WORK INSTRUCTION
Give the data again exactly as written, without any of its pictures.

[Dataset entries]

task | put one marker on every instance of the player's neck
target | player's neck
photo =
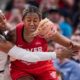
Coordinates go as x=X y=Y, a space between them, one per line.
x=26 y=35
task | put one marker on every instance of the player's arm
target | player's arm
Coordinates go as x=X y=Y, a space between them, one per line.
x=22 y=54
x=47 y=30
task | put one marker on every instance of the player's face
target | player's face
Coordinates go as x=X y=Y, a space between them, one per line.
x=31 y=21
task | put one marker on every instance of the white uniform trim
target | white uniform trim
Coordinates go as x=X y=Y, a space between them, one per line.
x=22 y=54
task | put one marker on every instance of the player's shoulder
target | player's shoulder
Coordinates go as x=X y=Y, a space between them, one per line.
x=19 y=24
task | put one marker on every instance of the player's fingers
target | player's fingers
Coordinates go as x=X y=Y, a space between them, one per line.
x=43 y=22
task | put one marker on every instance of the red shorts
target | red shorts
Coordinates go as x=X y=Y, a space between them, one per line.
x=47 y=75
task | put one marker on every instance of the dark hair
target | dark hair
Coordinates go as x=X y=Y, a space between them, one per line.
x=29 y=9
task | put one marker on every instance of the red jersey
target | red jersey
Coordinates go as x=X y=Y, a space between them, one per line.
x=37 y=44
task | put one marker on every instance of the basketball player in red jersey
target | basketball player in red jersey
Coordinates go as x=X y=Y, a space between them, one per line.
x=31 y=38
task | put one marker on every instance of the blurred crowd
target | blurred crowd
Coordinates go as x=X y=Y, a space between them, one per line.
x=65 y=13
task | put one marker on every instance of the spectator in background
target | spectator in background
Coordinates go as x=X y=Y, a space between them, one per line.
x=70 y=69
x=76 y=38
x=47 y=4
x=61 y=17
x=73 y=8
x=13 y=11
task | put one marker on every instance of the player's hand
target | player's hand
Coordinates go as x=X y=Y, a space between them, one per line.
x=5 y=46
x=45 y=29
x=2 y=17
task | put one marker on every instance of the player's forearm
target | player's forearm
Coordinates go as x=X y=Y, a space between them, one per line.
x=57 y=37
x=22 y=54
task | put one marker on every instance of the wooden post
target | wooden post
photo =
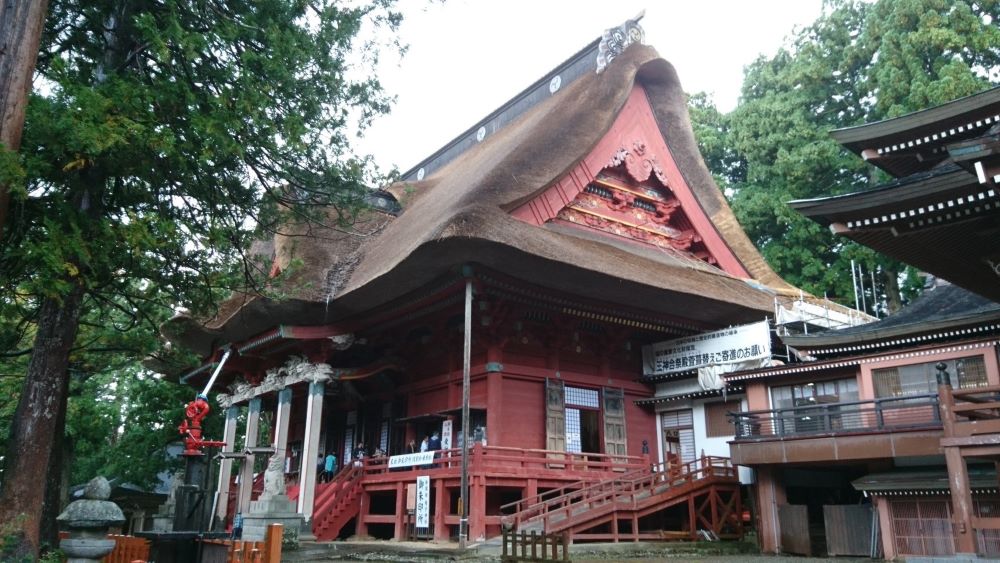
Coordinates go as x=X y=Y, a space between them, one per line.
x=272 y=543
x=440 y=510
x=226 y=465
x=961 y=501
x=463 y=522
x=692 y=519
x=958 y=473
x=246 y=465
x=477 y=506
x=310 y=450
x=361 y=526
x=399 y=534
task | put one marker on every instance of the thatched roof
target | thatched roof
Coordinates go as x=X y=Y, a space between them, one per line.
x=460 y=214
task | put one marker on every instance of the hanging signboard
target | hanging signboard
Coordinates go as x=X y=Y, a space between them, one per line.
x=423 y=510
x=728 y=346
x=409 y=460
x=446 y=435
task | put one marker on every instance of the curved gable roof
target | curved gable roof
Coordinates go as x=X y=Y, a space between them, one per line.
x=461 y=214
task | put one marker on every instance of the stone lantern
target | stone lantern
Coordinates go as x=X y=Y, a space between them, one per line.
x=87 y=521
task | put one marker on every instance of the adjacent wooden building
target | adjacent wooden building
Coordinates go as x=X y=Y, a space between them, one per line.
x=584 y=219
x=886 y=432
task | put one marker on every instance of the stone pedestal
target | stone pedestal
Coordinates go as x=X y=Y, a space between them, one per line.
x=274 y=509
x=87 y=522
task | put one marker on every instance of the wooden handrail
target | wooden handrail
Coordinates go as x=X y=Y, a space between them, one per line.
x=614 y=489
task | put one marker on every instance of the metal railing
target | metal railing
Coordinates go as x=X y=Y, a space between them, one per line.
x=879 y=415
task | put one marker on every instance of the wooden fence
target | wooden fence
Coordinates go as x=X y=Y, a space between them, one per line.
x=235 y=551
x=129 y=549
x=534 y=546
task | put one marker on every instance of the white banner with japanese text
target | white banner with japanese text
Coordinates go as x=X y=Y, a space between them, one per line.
x=409 y=460
x=446 y=433
x=423 y=509
x=728 y=346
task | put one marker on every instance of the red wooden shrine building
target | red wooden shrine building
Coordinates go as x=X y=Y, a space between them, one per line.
x=584 y=217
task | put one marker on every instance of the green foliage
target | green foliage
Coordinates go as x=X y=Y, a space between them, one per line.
x=166 y=137
x=859 y=62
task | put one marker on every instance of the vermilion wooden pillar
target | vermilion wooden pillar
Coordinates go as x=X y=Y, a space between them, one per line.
x=477 y=510
x=361 y=526
x=399 y=532
x=440 y=509
x=494 y=400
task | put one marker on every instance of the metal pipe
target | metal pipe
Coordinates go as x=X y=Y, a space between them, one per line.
x=215 y=374
x=463 y=522
x=874 y=298
x=861 y=282
x=854 y=287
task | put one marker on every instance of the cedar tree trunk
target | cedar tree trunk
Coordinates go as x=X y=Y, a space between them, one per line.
x=57 y=477
x=21 y=23
x=37 y=417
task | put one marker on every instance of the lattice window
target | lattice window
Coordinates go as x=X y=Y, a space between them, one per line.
x=348 y=444
x=587 y=398
x=678 y=434
x=922 y=527
x=988 y=540
x=920 y=379
x=383 y=436
x=573 y=442
x=717 y=422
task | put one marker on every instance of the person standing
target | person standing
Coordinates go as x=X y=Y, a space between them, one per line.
x=329 y=466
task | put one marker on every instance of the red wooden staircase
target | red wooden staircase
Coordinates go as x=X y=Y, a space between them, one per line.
x=641 y=505
x=337 y=503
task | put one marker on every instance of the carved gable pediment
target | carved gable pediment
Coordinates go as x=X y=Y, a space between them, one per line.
x=629 y=187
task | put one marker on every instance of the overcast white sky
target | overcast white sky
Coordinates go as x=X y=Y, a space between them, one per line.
x=468 y=57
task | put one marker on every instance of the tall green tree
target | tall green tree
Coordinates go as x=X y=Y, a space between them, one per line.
x=171 y=134
x=859 y=62
x=20 y=30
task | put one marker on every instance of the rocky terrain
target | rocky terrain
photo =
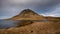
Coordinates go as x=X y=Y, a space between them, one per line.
x=31 y=25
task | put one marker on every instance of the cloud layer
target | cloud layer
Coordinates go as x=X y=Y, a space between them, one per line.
x=11 y=8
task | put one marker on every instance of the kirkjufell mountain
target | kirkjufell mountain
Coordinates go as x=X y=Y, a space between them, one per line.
x=27 y=14
x=51 y=26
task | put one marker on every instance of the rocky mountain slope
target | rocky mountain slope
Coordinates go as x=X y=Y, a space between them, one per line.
x=49 y=25
x=27 y=14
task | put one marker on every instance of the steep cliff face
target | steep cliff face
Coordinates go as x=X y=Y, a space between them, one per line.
x=27 y=14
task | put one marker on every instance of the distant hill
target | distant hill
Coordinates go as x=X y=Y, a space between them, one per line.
x=27 y=14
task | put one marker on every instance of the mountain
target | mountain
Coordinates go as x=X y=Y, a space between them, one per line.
x=27 y=14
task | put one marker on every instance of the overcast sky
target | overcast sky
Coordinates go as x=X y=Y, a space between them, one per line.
x=10 y=8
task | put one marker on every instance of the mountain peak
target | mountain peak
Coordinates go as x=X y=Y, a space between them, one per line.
x=28 y=11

RESULT BELOW
task | put one marker on every instance of the player's neck
target | player's neck
photo =
Coordinates go as x=X y=Y, a space between them, one per line.
x=26 y=35
task | put one marker on every instance of the player's arm
target | player's arm
Coordinates go as x=X y=Y, a space between them, one per line.
x=22 y=54
x=47 y=30
task | put one marker on every instance of the player's face
target | player's face
Coordinates go as x=X y=Y, a space between them, one per line.
x=31 y=21
task | put one marker on every instance of the white uniform trim
target | white uniform trim
Coordinates go as x=X y=Y, a space between them, one per line.
x=22 y=54
task | put one marker on every instance of the player's shoulder
target | player's shoulder
Coordinates go as x=X y=Y, a space between them, one per line.
x=19 y=24
task | put one marker on every instance of the player's fingers
target | player's fingers
Coordinates go as x=X y=Y, a space between them, one per line.
x=43 y=22
task | put one marker on every instance of the red shorts
target | red shorts
Coordinates go as x=X y=Y, a space between them, one per line.
x=47 y=75
task | put one marker on every instance of the dark hair
target | dark hair
Coordinates go as x=X y=Y, a space between them, one per line.
x=29 y=9
task | put one marker on every instance of the red jersey
target | red jersey
Coordinates go as x=X y=Y, a space between them, one per line.
x=37 y=44
task | put one marker on every instance of the basketball player in red jersey
target | basketball player in red jersey
Coordinates go as x=X y=Y, a space between them, one per line.
x=31 y=38
task | put one marker on every instance of the blurred crowd
target | blurred crowd
Coordinates go as x=X y=Y, a space between them, one per line.
x=65 y=13
task | put one marker on every instance of the spectator in background
target | spectator in background
Coordinates go as x=X y=Y, a space between them, one per line.
x=70 y=69
x=76 y=38
x=47 y=4
x=61 y=17
x=73 y=8
x=13 y=11
task | put one marker on every instance of the player's hand
target | player's hand
Coordinates go as x=X y=Y, a space between them, one per line.
x=5 y=46
x=45 y=29
x=2 y=17
task | put one marker on every instance of the player's forearm
target | player's forearm
Coordinates go as x=X y=Y, a space between them, one per line.
x=57 y=37
x=22 y=54
task | put one marker on every instance of the wooden post
target | wooden post
photo =
Coordinates go as x=X y=Y, a space between them, one per line.
x=272 y=543
x=440 y=510
x=226 y=465
x=961 y=501
x=463 y=522
x=692 y=519
x=958 y=473
x=246 y=465
x=477 y=506
x=310 y=450
x=361 y=526
x=399 y=534
task | put one marker on every instance of the thatched roof
target | thatched roof
Coordinates go as x=X y=Y, a space between them, one per line.
x=460 y=214
task | put one marker on every instance of the hanging signboard
target | hanging signboard
Coordinates go as x=X y=Y, a space between them, one per line.
x=423 y=510
x=728 y=346
x=409 y=460
x=446 y=435
task | put one marker on every instance of the curved gable roof
target | curved gable roof
Coordinates go as x=X y=Y, a space between them, one per line.
x=461 y=214
task | put one marker on every instance of the stone lantern
target | stone lantern
Coordinates go as x=X y=Y, a space between them, one per line.
x=87 y=521
task | put one marker on every instance of the adjacent wooden building
target | adjacent wooden building
Coordinates go as x=X y=Y, a space between them, one per line.
x=584 y=219
x=886 y=432
task | put one marker on every instance of the stone pedestal
target | stone pedestal
Coordinates go as x=X y=Y, a space between them, one per line.
x=274 y=509
x=87 y=522
task | put one marker on every instance of the wooden handrail
target | wooden handrail
Coordinates go as x=X y=Y, a space between them, one per line.
x=614 y=489
task | put one marker on every instance of the metal railing
target | metal railing
Coordinates go as x=X y=Y, a space between them, one per line.
x=879 y=415
task | put one marker on every instance of the wooden fence
target | wooden fence
Coordinates go as x=X y=Y, a space between them, one per line.
x=235 y=551
x=129 y=549
x=534 y=546
task | put one marker on every instance of the white banner with japanese text
target | white banner with japanese text
Coordinates go as x=X y=Y, a space between them, one per line.
x=409 y=460
x=446 y=433
x=423 y=509
x=728 y=346
task | put one marker on every instance of the red wooden shrine building
target | red wooden shrine building
Coordinates go as x=X y=Y, a space between them, one per line.
x=584 y=217
task | put one marker on every instance of the green foliage
target | green foliage
Coordinates go as x=X y=Y, a space between them, one per line.
x=166 y=137
x=859 y=62
task | put one marker on every instance of the vermilion wooden pillar
target | vermilion wooden pillar
Coordinates go as x=X y=Y, a space between them, one per line.
x=477 y=510
x=361 y=526
x=399 y=532
x=440 y=509
x=494 y=400
task | put one marker on every instance of the metal pipe
target | metal pipe
Coordinates go as x=X y=Y, a space between them, one per line.
x=215 y=374
x=463 y=522
x=874 y=298
x=861 y=282
x=854 y=287
task | put one marker on every instance of the cedar tree trunk
target | cedar tree trunk
Coordinates go as x=X y=Y, a space between them, one per line.
x=57 y=477
x=21 y=23
x=37 y=417
task | put one marker on every instance of the lattice window
target | lattice window
Coordinates go as x=X y=Y, a space between them, one per line.
x=348 y=444
x=587 y=398
x=678 y=434
x=922 y=527
x=988 y=540
x=920 y=379
x=383 y=436
x=573 y=442
x=717 y=422
task | put one marker on every instance of the person standing
target | person standing
Coordinates go as x=X y=Y, a space between them, one per line.
x=329 y=466
task | put one marker on every instance of the red wooden staircase
target | red wooden staircase
Coordinates go as x=X y=Y, a space between them, one per line.
x=641 y=505
x=337 y=503
task | put one marker on every instance of the carved gable pediment
target | carved gable pediment
Coordinates go as x=X y=Y, a space between them, one per line.
x=629 y=187
task | put one marker on every instance of the overcast white sky
target | overcast white sky
Coordinates go as x=X y=Y, a space between them, one per line.
x=468 y=57
task | put one marker on every instance of the tall green tree
target | tall green tree
Coordinates go as x=X y=Y, a space between them, one per line.
x=171 y=134
x=859 y=62
x=20 y=30
task | put one marker on every instance of the rocky terrain
target | rocky terrain
photo =
Coordinates go as x=X y=Y, a space between them, one per line.
x=31 y=25
task | put one marker on every instance of the cloud layer
target | cloud layer
Coordinates go as x=X y=Y, a space between them, one per line.
x=11 y=8
task | put one marker on every instance of the kirkjufell mountain
target | kirkjufell mountain
Coordinates go as x=X y=Y, a space between them, one per line.
x=27 y=14
x=51 y=26
task | put one marker on every instance of the rocky mountain slope
target | rocky mountain slope
Coordinates go as x=X y=Y, a space between them, one per line.
x=49 y=25
x=27 y=14
task | put one marker on every instance of the steep cliff face
target | steep cliff face
Coordinates go as x=X y=Y, a space between them, one per line.
x=27 y=14
task | put one marker on every instance of the distant hill
target | distant hill
Coordinates go as x=X y=Y, a space between them, one per line.
x=27 y=14
task | put one marker on every instance of the mountain
target | mountain
Coordinates go as x=X y=Y, a space between them, one per line.
x=27 y=14
task | put one marker on every instance of the overcast sky
target | overcast sky
Coordinates go as x=X y=Y, a space between them, one per line.
x=10 y=8
task | put one marker on every instance of the mountain peak
target | mountain peak
Coordinates go as x=X y=Y, a space between them, one per line.
x=28 y=11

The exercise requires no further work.